**Required work:**
Duplicate every line of the listing that follows, keeping each character as it appears.

::: Data section

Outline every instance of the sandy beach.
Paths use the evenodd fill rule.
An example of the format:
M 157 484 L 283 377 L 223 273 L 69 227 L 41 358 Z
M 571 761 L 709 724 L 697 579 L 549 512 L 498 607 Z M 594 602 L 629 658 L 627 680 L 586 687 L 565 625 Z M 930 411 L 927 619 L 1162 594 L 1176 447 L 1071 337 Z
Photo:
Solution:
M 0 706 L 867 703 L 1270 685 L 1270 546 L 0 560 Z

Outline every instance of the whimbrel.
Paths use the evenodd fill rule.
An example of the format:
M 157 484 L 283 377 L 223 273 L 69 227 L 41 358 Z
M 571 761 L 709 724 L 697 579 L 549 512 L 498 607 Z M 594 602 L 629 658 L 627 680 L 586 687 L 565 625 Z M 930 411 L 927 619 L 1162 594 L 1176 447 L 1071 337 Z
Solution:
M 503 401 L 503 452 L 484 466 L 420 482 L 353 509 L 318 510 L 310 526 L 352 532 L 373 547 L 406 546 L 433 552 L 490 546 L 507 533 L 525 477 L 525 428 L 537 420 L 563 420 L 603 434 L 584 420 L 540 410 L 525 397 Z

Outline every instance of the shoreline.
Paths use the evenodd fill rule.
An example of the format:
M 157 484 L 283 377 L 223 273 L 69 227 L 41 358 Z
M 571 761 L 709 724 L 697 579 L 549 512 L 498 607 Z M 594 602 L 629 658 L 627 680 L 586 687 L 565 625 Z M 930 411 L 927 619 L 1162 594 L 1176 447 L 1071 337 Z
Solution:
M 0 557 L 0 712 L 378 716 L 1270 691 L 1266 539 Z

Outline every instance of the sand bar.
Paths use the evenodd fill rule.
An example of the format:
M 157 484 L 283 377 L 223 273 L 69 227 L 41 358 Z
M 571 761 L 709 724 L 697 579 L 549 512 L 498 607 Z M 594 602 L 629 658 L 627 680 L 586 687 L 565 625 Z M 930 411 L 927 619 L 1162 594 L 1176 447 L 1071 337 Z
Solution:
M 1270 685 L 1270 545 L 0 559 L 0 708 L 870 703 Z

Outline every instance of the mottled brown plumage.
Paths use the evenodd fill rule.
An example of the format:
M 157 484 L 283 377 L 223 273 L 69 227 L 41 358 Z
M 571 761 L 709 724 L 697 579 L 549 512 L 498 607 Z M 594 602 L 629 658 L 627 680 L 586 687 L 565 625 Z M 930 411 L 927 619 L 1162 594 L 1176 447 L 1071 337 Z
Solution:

::::::

**Solution to this problem:**
Outline every instance of the sandy beach.
Paths use the evenodd fill rule.
An example of the format:
M 157 484 L 283 377 L 223 273 L 69 227 L 41 358 Z
M 571 761 L 709 724 L 697 579 L 549 512 L 498 607 Z M 594 602 L 629 658 L 627 680 L 586 687 L 565 625 Z M 930 411 L 927 619 L 1162 594 L 1176 447 L 1071 337 Z
Photo:
Solution:
M 0 706 L 867 703 L 1270 685 L 1270 546 L 0 560 Z

Outline every instance of the whimbrel.
Paths use the evenodd fill rule.
An example of the format:
M 157 484 L 283 377 L 223 273 L 69 227 L 41 358 Z
M 571 761 L 709 724 L 697 579 L 549 512 L 498 607 Z M 594 602 L 629 658 L 627 680 L 586 687 L 565 625 Z M 930 411 L 927 619 L 1162 594 L 1176 447 L 1071 337 Z
Solution:
M 503 401 L 503 452 L 484 466 L 420 482 L 353 509 L 318 510 L 310 526 L 352 532 L 373 547 L 406 546 L 433 552 L 490 546 L 507 533 L 525 477 L 525 428 L 537 420 L 563 420 L 603 434 L 584 420 L 540 410 L 525 397 Z

Outline every instance of the shoreline.
Paths use the evenodd fill rule.
An example of the format:
M 157 484 L 283 377 L 223 273 L 69 227 L 41 358 Z
M 571 761 L 709 724 L 697 579 L 549 512 L 498 607 Z M 594 602 L 629 658 L 627 680 L 586 687 L 565 625 Z M 930 411 L 927 619 L 1162 594 L 1176 447 L 1071 337 Z
Solution:
M 0 557 L 0 712 L 378 716 L 1270 691 L 1266 539 Z

Outline every instance of the sand bar.
Paths use the evenodd fill rule.
An example of the format:
M 157 484 L 283 377 L 223 273 L 69 227 L 41 358 Z
M 571 761 L 709 724 L 697 579 L 549 512 L 498 607 Z M 594 602 L 629 658 L 627 680 L 586 687 L 565 625 Z M 930 411 L 927 619 L 1162 594 L 1176 447 L 1071 337 Z
Solution:
M 1270 685 L 1270 545 L 0 559 L 0 708 L 870 703 Z

Outline every instance of the mottled brown plumage.
Paths use the evenodd fill rule.
An example of the format:
M 157 484 L 283 377 L 223 273 L 69 227 L 41 358 Z
M 571 761 L 709 724 L 697 579 L 549 512 L 498 607 Z M 594 602 L 629 658 L 627 680 L 586 687 L 565 625 Z M 930 411 L 927 619 L 1162 594 L 1176 447 L 1071 337 Z
Solution:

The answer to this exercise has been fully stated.